[DOCUMENT EXTRACT]
★ ★ ★

Now back to me and my wife. As I would try to make things happen by getting her in the mood. She always assumed I wase in the mood, but I was only mildly so and felt confident that I could make it happen on my end of things. I would be prepared for rejection and initiate when it would not hurt to bad when it was obvious that it was not going to happen. There would be moments she would get in the mood and it was all about her, and I would never get a chance to catch up and nurture my own arousal (because I was responsible for that as well). When I would experience difficulties, my wife would get furious and ask me, "why would you initiate sex if you don't really want it!!!! Never do this again!!!"

So that is where I live today. I live on a street name, "don't ask unless you really want it and it is a sure thing!" My wife expects me to come to her already aroused and easy to please. I actually do a lot of work to manage my libido and make that happen for her. Meanwhile when I initiate she may still push my hands away and continue talking about the tree in the yard that the hurricane might blow into the house because she just can't stop thinking about that. She does not think about everything I took care of in my mind to make try and create an opportunity for us to connect physically as a sure thing, even as she is always stubborn to shift gears in her mind from thinking about random things that distract her from feeling close to me.

★ ★ ★

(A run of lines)
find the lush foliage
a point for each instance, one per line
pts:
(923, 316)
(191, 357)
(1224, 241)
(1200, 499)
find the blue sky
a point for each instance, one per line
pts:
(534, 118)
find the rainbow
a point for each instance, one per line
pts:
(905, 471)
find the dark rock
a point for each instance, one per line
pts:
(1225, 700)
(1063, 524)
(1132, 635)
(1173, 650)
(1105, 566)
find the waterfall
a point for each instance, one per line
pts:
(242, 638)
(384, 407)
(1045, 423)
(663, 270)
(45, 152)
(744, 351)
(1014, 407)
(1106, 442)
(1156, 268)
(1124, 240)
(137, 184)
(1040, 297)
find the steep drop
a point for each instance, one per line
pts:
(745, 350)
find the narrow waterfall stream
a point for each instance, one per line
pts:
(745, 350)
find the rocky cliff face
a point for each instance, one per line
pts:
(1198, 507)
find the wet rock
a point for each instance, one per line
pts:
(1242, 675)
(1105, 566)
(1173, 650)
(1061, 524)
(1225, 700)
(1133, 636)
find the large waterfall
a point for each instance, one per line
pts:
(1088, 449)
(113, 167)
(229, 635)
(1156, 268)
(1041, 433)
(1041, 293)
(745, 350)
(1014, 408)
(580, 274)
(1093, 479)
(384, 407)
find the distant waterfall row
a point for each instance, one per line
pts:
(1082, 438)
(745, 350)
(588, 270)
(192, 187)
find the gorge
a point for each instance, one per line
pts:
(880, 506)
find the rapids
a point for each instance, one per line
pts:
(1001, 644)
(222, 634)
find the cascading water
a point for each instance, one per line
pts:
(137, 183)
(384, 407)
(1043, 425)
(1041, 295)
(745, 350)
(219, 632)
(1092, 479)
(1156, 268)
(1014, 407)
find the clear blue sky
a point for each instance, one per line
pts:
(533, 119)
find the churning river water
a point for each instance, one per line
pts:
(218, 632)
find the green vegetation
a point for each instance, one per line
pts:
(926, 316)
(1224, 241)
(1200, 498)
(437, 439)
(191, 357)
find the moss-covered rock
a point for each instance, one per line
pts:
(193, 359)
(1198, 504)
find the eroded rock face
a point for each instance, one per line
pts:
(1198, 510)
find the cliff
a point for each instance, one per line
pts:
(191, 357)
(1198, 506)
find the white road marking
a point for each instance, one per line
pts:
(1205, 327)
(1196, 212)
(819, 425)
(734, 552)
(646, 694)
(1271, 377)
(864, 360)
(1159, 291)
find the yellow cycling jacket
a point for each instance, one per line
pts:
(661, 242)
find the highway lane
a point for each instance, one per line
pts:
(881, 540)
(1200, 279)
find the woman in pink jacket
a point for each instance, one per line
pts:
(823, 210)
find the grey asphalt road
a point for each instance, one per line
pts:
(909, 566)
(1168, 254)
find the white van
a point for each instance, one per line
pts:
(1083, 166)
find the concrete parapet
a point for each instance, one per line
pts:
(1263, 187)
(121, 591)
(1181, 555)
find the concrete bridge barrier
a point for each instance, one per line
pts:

★ ★ ★

[PROBLEMS]
**a)** Copy each sentence in the marriage account that begins with the word "I".
**b)** Resume the marriage account from the point where it stops.
The lines are separate material and have no connection to the marriage account.

[ANSWER LIST]
**a)**
I would be prepared for rejection and initiate when it would not hurt to bad when it was obvious that it was not going to happen.
I live on a street name, "don't ask unless you really want it and it is a sure thing!"
I actually do a lot of work to manage my libido and make that happen for her.

**b)**
When we do have sex it is amazing for her and as well for me. She brags that she gets multiple orgasms while I only get one. She takes all the credit. She even calls me lazy because I end up on the bottom most of the time as she likes to be on top. She feels entitled to making me climax once she is ready for that to happen, and I manage my arousal so that it easily happens this way. In the moment I do not know if I need to wait 30 minutes or be done in 30 seconds until I she indicates she is wanting me to climax. If I do it too early, she get frustrated. 

After years of this it comes across as lazy and just not trying. I am not saying that people with a responsive desire are lazy, I'm just saying perhaps they never pay that much attention to where their partner's desire originated and just assumed it showed up to the party with no effort at all.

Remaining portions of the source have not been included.